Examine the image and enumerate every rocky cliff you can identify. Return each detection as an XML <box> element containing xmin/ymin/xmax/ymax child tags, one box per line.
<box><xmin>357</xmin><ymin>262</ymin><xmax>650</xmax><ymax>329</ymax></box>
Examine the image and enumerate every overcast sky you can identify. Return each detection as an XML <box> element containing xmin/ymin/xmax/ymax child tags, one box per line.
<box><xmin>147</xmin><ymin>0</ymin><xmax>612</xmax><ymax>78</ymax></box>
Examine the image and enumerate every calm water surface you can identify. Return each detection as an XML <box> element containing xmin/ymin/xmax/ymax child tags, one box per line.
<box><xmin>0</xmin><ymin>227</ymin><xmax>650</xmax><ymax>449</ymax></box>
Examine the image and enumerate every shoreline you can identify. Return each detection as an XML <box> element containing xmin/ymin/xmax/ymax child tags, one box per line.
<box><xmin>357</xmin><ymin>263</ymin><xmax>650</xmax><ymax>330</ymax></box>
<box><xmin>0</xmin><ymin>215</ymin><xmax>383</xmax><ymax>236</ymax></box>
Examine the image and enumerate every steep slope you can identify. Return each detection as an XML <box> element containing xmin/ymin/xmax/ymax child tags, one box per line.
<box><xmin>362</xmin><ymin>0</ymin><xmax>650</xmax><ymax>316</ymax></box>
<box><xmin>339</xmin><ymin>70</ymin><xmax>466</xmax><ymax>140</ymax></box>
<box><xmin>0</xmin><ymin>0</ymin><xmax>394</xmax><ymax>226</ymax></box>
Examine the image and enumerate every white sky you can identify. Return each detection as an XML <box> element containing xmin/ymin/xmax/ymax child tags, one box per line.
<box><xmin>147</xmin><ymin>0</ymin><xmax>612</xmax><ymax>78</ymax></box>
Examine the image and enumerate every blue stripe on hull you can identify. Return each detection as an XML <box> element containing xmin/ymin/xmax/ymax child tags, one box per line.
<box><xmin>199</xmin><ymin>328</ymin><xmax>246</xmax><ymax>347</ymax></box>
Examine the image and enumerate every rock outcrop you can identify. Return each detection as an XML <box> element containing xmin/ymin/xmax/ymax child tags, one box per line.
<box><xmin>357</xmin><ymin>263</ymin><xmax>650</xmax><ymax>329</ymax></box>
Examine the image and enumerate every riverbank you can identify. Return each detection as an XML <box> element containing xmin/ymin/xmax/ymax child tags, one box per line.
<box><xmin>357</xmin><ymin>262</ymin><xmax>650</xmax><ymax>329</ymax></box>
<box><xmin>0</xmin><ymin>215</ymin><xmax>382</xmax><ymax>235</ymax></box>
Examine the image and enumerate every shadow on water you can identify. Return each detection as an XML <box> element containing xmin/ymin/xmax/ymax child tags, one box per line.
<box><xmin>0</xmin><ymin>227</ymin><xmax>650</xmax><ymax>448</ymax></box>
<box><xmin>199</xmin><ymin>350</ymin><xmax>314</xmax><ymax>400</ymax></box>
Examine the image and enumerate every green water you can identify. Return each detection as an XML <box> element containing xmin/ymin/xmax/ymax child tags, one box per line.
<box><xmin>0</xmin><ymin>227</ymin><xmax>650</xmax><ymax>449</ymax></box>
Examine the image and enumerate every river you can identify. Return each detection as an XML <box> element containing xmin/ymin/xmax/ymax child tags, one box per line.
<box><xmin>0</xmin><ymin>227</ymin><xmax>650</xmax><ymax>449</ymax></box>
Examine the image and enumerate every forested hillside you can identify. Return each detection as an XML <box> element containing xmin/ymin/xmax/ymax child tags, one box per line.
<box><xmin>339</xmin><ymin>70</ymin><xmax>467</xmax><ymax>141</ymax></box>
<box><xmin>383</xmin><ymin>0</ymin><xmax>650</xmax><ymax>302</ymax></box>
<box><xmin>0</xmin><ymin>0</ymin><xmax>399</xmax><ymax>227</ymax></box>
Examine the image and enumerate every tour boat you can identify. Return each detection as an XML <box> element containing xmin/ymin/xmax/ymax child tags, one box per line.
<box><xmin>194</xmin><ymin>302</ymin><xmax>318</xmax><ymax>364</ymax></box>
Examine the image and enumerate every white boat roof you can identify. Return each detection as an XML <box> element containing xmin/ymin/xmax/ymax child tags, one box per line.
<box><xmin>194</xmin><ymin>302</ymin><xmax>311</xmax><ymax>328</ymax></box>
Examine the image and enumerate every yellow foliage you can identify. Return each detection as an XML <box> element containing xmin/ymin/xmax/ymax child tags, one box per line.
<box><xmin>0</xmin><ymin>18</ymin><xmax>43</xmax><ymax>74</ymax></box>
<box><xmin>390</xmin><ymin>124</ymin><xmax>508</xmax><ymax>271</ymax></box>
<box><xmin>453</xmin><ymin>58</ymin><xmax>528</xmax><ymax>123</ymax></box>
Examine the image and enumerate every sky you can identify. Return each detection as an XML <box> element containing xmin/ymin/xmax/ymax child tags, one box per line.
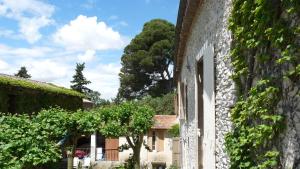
<box><xmin>0</xmin><ymin>0</ymin><xmax>179</xmax><ymax>99</ymax></box>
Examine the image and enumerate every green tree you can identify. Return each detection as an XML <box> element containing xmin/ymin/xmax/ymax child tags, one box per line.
<box><xmin>0</xmin><ymin>108</ymin><xmax>100</xmax><ymax>169</ymax></box>
<box><xmin>85</xmin><ymin>90</ymin><xmax>110</xmax><ymax>106</ymax></box>
<box><xmin>15</xmin><ymin>66</ymin><xmax>31</xmax><ymax>79</ymax></box>
<box><xmin>71</xmin><ymin>63</ymin><xmax>91</xmax><ymax>93</ymax></box>
<box><xmin>100</xmin><ymin>102</ymin><xmax>154</xmax><ymax>169</ymax></box>
<box><xmin>0</xmin><ymin>114</ymin><xmax>61</xmax><ymax>169</ymax></box>
<box><xmin>138</xmin><ymin>92</ymin><xmax>174</xmax><ymax>115</ymax></box>
<box><xmin>119</xmin><ymin>19</ymin><xmax>175</xmax><ymax>99</ymax></box>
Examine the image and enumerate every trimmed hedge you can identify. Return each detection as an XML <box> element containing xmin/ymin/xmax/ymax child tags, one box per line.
<box><xmin>0</xmin><ymin>75</ymin><xmax>85</xmax><ymax>98</ymax></box>
<box><xmin>0</xmin><ymin>75</ymin><xmax>84</xmax><ymax>114</ymax></box>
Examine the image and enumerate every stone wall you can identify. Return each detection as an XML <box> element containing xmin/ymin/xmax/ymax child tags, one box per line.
<box><xmin>180</xmin><ymin>0</ymin><xmax>235</xmax><ymax>169</ymax></box>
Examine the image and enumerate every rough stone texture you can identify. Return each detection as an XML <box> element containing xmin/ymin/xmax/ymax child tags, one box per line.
<box><xmin>180</xmin><ymin>0</ymin><xmax>235</xmax><ymax>169</ymax></box>
<box><xmin>179</xmin><ymin>0</ymin><xmax>300</xmax><ymax>169</ymax></box>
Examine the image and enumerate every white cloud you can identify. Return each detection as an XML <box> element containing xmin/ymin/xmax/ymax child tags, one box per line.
<box><xmin>77</xmin><ymin>50</ymin><xmax>96</xmax><ymax>62</ymax></box>
<box><xmin>0</xmin><ymin>0</ymin><xmax>54</xmax><ymax>43</ymax></box>
<box><xmin>85</xmin><ymin>63</ymin><xmax>121</xmax><ymax>99</ymax></box>
<box><xmin>0</xmin><ymin>60</ymin><xmax>9</xmax><ymax>71</ymax></box>
<box><xmin>0</xmin><ymin>44</ymin><xmax>53</xmax><ymax>58</ymax></box>
<box><xmin>108</xmin><ymin>15</ymin><xmax>119</xmax><ymax>20</ymax></box>
<box><xmin>18</xmin><ymin>59</ymin><xmax>72</xmax><ymax>82</ymax></box>
<box><xmin>53</xmin><ymin>15</ymin><xmax>126</xmax><ymax>51</ymax></box>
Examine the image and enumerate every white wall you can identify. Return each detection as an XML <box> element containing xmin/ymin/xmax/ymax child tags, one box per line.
<box><xmin>119</xmin><ymin>132</ymin><xmax>172</xmax><ymax>167</ymax></box>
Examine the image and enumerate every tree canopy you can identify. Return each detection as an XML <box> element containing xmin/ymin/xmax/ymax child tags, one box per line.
<box><xmin>71</xmin><ymin>63</ymin><xmax>91</xmax><ymax>93</ymax></box>
<box><xmin>15</xmin><ymin>66</ymin><xmax>31</xmax><ymax>79</ymax></box>
<box><xmin>100</xmin><ymin>102</ymin><xmax>154</xmax><ymax>169</ymax></box>
<box><xmin>118</xmin><ymin>19</ymin><xmax>175</xmax><ymax>99</ymax></box>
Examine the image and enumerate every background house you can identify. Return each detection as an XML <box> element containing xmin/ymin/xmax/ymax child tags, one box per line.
<box><xmin>118</xmin><ymin>115</ymin><xmax>178</xmax><ymax>168</ymax></box>
<box><xmin>0</xmin><ymin>74</ymin><xmax>84</xmax><ymax>113</ymax></box>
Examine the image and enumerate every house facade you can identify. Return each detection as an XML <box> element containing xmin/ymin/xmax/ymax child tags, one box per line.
<box><xmin>174</xmin><ymin>0</ymin><xmax>300</xmax><ymax>169</ymax></box>
<box><xmin>0</xmin><ymin>74</ymin><xmax>84</xmax><ymax>114</ymax></box>
<box><xmin>119</xmin><ymin>115</ymin><xmax>178</xmax><ymax>169</ymax></box>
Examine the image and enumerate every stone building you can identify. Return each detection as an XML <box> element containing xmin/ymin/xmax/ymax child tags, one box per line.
<box><xmin>174</xmin><ymin>0</ymin><xmax>300</xmax><ymax>169</ymax></box>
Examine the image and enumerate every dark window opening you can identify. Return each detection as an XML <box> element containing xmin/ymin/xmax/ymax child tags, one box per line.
<box><xmin>152</xmin><ymin>131</ymin><xmax>156</xmax><ymax>150</ymax></box>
——
## EXERCISE BRIEF
Show each line in the data above that contains the word "tree".

## RESULT OF THIS TASK
Examine the image and enumerate every green tree you can identify. Return each detection as an XML <box> element containing xmin/ymin/xmax/ymax child tags, one box per line.
Examine the image and enumerate every tree canopy you can identify. Return each detection as an XML <box> element containing xmin/ymin/xmax/ymax child tags, one box per line.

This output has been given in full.